In his most recent editorial, Thomas Friedman of the New York Times discusses the great progress he sees in Iraq, and attributes it to President George Bush’s troop ‘surge’ of eighteen months ago. A look at just a few of Mr. Friedman’s bizarre comments causes one to wonder why he is writing for the Times and not for Mr. Bush himself.

“One of the first things I realized when visiting Iraq after the U.S. invasion was that the very fact that Iraqis did not liberate themselves, but had to be liberated by Americans, was a source of humiliation to them. It’s one reason they never threw flowers.”

So Mr. Friedman apparently buys into Mr. Bush’s definition of liberation. Let’s see now: following the invasion of a sovereign nation, one sets about to kill approximately 1,000,000 of its men, women and children, and drives an estimated 2,000,000 to 3,000,000 from their homes, many of them from the country. These ‘liberators’ deprive the remaining citizens of basic services such as electricity and potable water, and storm into their homes in the middle of the night. They then ransack those homes looking for who knows what, and drag any male over the age of twelve out into the darkness and take them to who knows where, as their anguished mothers, sisters and wives scream in despair.

As families are driving to perfectly legitimate destinations they encounter ‘checkpoints,’ where foreign soldiers gesture to them, shout unintelligible words and then shoot them all. This, to Mr. Friedman, apparently represents liberation. Yet one questions whether or not it was their humiliation at being thus liberated that caused them to leave their flowers in their gardens, rather than strewing them beneath the feet of such liberators. Perhaps they had better uses for their flowers: putting them on the coffins and graves of their ‘liberator’s’ victims.

“That also helps explain why Iraqis initially never took ownership of their governing institutions, like the Coalition Provisional Authority, or C.P.A. They never fought for it. It was handed to them. People have to fight and win their own freedom, and that’s what gives their institutions legitimacy.”

Well now; is this not most interesting? The Iraqis never ‘took ownership’ of their own government, not because it was forced upon them by an invading and occupying army that had, and continues to have, little knowledge of their culture and even less interest in learning anything about it. They did not ‘take ownership’ of a government run by a foreign nation that bombed their hospitals but protected their oil fields during the initial invasion. No, a people must liberate themselves, says Mr. Friedman, in order for their government to have legitimacy in the eyes of the common citizen.

**WHAT THE TASK REQUIRES**
Reproduce the passage on Friedman's editorial starting with "In his most" and going on through "Mr. Bush himself.", swapping "editorial" for "column".

**DATASET**
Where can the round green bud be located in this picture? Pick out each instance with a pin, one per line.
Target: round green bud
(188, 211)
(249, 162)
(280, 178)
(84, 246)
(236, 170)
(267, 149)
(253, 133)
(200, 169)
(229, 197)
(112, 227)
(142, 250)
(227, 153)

**SOLUTION TO THE EXERCISE**
In his most recent column, Thomas Friedman of the New York Times discusses the great progress he sees in Iraq, and attributes it to President George Bush’s troop ‘surge’ of eighteen months ago. A look at just a few of Mr. Friedman’s bizarre comments causes one to wonder why he is writing for the Times and not for Mr. Bush himself.